→ What you need to do
Output the entries underneath exactly as they are.

Saved entries:
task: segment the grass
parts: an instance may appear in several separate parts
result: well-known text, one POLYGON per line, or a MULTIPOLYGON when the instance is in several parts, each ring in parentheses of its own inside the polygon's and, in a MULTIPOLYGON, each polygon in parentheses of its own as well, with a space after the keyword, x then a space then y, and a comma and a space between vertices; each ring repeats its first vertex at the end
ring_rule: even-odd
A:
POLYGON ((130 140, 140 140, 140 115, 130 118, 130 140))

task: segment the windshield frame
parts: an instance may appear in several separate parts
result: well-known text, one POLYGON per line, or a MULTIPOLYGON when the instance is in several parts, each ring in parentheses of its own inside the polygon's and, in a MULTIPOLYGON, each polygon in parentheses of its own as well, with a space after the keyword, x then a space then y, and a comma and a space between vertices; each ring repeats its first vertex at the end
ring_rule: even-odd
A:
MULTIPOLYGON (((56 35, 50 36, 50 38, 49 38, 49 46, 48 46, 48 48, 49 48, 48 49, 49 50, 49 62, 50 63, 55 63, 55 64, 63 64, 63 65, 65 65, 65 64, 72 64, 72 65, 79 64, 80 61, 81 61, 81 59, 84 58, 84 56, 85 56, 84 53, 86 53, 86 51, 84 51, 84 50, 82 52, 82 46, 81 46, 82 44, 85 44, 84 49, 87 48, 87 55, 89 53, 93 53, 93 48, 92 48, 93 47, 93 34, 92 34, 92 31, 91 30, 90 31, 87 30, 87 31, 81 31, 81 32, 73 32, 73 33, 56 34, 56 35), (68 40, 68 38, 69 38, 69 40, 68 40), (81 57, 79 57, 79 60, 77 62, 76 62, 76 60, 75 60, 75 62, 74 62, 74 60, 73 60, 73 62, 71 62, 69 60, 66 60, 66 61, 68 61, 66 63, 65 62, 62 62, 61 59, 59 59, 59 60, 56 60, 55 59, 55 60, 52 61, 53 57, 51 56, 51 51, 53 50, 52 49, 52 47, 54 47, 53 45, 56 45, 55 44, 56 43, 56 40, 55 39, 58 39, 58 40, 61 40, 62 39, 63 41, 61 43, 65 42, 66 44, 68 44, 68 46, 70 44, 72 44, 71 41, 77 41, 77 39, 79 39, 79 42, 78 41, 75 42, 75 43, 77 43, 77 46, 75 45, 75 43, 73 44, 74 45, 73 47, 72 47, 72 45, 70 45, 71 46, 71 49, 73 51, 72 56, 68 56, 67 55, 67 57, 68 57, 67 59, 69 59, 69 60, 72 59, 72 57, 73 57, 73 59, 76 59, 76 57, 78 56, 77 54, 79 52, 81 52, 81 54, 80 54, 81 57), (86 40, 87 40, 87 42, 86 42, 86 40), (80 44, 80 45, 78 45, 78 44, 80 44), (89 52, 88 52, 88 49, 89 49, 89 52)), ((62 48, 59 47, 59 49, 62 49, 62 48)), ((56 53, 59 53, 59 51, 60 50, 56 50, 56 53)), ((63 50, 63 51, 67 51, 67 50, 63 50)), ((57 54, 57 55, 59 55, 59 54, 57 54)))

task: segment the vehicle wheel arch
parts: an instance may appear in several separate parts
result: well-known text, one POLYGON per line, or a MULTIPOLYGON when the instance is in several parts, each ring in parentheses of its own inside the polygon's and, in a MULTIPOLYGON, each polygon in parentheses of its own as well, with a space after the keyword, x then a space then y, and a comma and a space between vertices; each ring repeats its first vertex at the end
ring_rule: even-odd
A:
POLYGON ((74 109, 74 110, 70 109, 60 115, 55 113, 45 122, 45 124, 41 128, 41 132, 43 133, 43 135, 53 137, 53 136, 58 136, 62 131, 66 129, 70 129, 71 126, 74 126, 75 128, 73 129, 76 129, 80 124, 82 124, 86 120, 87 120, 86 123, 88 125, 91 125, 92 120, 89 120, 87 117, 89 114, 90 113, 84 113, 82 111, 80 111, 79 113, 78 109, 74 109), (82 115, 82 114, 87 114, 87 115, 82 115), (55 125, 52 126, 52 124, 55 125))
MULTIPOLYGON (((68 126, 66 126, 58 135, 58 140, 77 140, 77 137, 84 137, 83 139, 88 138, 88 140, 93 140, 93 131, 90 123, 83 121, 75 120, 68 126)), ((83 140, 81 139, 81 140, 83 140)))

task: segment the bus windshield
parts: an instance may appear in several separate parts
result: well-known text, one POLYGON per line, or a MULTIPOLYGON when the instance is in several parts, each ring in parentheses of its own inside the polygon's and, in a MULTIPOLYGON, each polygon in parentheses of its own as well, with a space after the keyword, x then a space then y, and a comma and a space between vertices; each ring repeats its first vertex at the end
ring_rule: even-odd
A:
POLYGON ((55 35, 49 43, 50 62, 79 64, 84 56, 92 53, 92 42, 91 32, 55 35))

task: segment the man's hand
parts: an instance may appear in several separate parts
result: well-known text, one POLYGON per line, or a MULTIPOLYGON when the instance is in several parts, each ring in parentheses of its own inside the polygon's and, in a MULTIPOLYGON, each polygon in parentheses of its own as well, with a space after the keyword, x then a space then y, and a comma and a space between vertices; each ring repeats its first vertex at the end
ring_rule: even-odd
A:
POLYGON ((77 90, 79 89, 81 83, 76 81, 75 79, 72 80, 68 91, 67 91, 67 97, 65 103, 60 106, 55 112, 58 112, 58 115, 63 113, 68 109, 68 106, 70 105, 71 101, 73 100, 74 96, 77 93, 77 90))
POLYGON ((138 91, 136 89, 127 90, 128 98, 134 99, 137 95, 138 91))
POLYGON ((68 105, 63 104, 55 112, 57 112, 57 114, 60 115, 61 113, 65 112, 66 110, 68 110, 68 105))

→ Answer below
task: segment the grass
parts: an instance may appear in several separate parts
result: well-known text, one POLYGON per line, or a MULTIPOLYGON when the instance is in several parts, each ring in parentheses of its own inside the polygon's and, in a MULTIPOLYGON, each polygon in parentheses of its own as well, with a space after the keyword, x then a space then y, and a comma and a space between vertices; each ring repeats its first vertex at the end
ring_rule: even-odd
A:
POLYGON ((130 140, 140 140, 140 115, 130 118, 130 140))

task: segment the windshield frame
parts: an instance may appear in several separate parts
result: well-known text, one POLYGON per line, or a MULTIPOLYGON when the instance is in several parts, each ring in parentheses of its own inside the polygon's and, in a MULTIPOLYGON, each polygon in parentheses of its own as well, with a space after the keyword, x then a space then y, and a comma and a space between vertices; each ring repeats its first vertex at the end
ring_rule: even-odd
A:
MULTIPOLYGON (((56 35, 50 36, 50 38, 49 38, 49 46, 48 46, 48 48, 49 48, 48 49, 49 50, 49 62, 50 63, 55 63, 55 64, 63 64, 63 65, 65 65, 65 64, 72 64, 72 65, 79 64, 80 61, 81 61, 81 59, 84 58, 84 56, 85 56, 84 53, 86 53, 86 51, 84 51, 84 50, 82 52, 82 46, 81 46, 82 44, 85 44, 84 49, 87 48, 87 55, 89 53, 93 53, 93 48, 92 48, 93 47, 93 34, 92 34, 92 31, 91 30, 90 31, 87 30, 87 31, 81 31, 81 32, 73 32, 73 33, 56 34, 56 35), (68 40, 68 38, 69 38, 69 40, 68 40), (81 57, 79 57, 79 60, 77 62, 76 62, 76 60, 75 60, 75 62, 74 62, 74 60, 73 60, 73 62, 71 62, 69 60, 66 60, 66 61, 68 61, 66 63, 65 62, 62 62, 61 59, 59 59, 59 60, 56 60, 55 59, 55 60, 52 61, 53 57, 51 56, 51 51, 53 50, 52 49, 52 47, 54 47, 53 45, 56 45, 55 44, 56 43, 56 40, 55 39, 58 39, 58 40, 61 40, 62 39, 63 41, 61 43, 65 42, 66 44, 68 44, 68 46, 70 44, 72 44, 71 41, 77 41, 77 39, 79 39, 79 42, 78 41, 75 42, 75 43, 77 43, 77 46, 75 45, 75 43, 73 44, 74 45, 73 47, 72 47, 72 45, 70 45, 71 46, 71 49, 73 51, 72 56, 68 56, 67 55, 67 57, 68 57, 67 59, 69 59, 69 60, 72 59, 72 57, 73 57, 73 59, 76 59, 76 57, 78 56, 77 54, 79 52, 81 52, 81 54, 80 54, 81 57), (86 40, 87 40, 87 42, 86 42, 86 40), (80 44, 80 45, 78 45, 78 44, 80 44), (89 52, 88 52, 88 49, 89 49, 89 52)), ((62 48, 59 47, 59 49, 62 49, 62 48)), ((56 53, 59 53, 59 51, 60 50, 56 50, 56 53)), ((63 50, 63 51, 67 51, 67 50, 63 50)), ((57 54, 57 55, 59 55, 59 54, 57 54)))

task: segment the vehicle wheel arch
parts: an instance may appear in several separate parts
result: well-known text, one POLYGON per line, or a MULTIPOLYGON when the instance is in several parts, each ring in parentheses of its own inside the polygon's and, in a MULTIPOLYGON, each polygon in parentheses of its own as well, with a space after the keyword, x then a space then y, and a comma and a space between vertices; each ring repeats its first vertex at the end
ring_rule: even-odd
A:
POLYGON ((74 109, 74 110, 70 109, 60 115, 55 113, 45 122, 45 124, 41 128, 41 132, 43 133, 43 135, 53 137, 53 136, 58 136, 62 131, 66 129, 70 129, 71 126, 74 126, 75 128, 73 129, 76 129, 80 124, 82 124, 86 120, 87 120, 86 123, 88 125, 91 125, 92 120, 89 120, 87 117, 89 114, 90 113, 84 113, 82 111, 80 111, 79 113, 78 109, 74 109), (82 115, 82 114, 87 114, 87 115, 82 115), (55 125, 52 126, 52 124, 55 125))
MULTIPOLYGON (((68 126, 66 126, 58 135, 58 140, 77 140, 77 137, 84 137, 83 139, 88 138, 88 140, 93 140, 93 131, 90 123, 83 121, 75 120, 68 126)), ((83 140, 81 139, 81 140, 83 140)))

task: segment the bus windshield
parts: an instance may appear in several separate parts
result: well-known text, one POLYGON per line, or a MULTIPOLYGON when the instance is in several parts, each ring in parentheses of its own inside the polygon's and, in a MULTIPOLYGON, each polygon in parentheses of its own as well, with a space after the keyword, x then a space then y, and a comma and a space between vertices; each ring repeats its first vertex at the end
ring_rule: even-odd
A:
POLYGON ((55 35, 49 43, 50 62, 79 64, 84 56, 92 53, 92 42, 91 32, 55 35))

task: segment the man's hand
parts: an instance may appear in several separate parts
result: well-known text, one POLYGON per line, or a MULTIPOLYGON when the instance is in several parts, each ring in parentheses of its own inside the polygon's and, in a MULTIPOLYGON, each polygon in parentheses of its own as well, with a space after the keyword, x then a space then y, and a comma and a space between vertices; each ring repeats its first vertex at the end
ring_rule: even-odd
A:
POLYGON ((77 90, 79 89, 81 83, 76 81, 75 79, 72 80, 68 91, 67 91, 67 97, 65 103, 60 106, 55 112, 58 112, 58 115, 63 113, 68 109, 68 106, 70 105, 71 101, 73 100, 74 96, 77 93, 77 90))
POLYGON ((138 91, 136 89, 127 90, 128 98, 134 99, 137 95, 138 91))
POLYGON ((68 105, 63 104, 55 112, 57 112, 57 114, 60 115, 61 113, 65 112, 66 110, 68 110, 68 105))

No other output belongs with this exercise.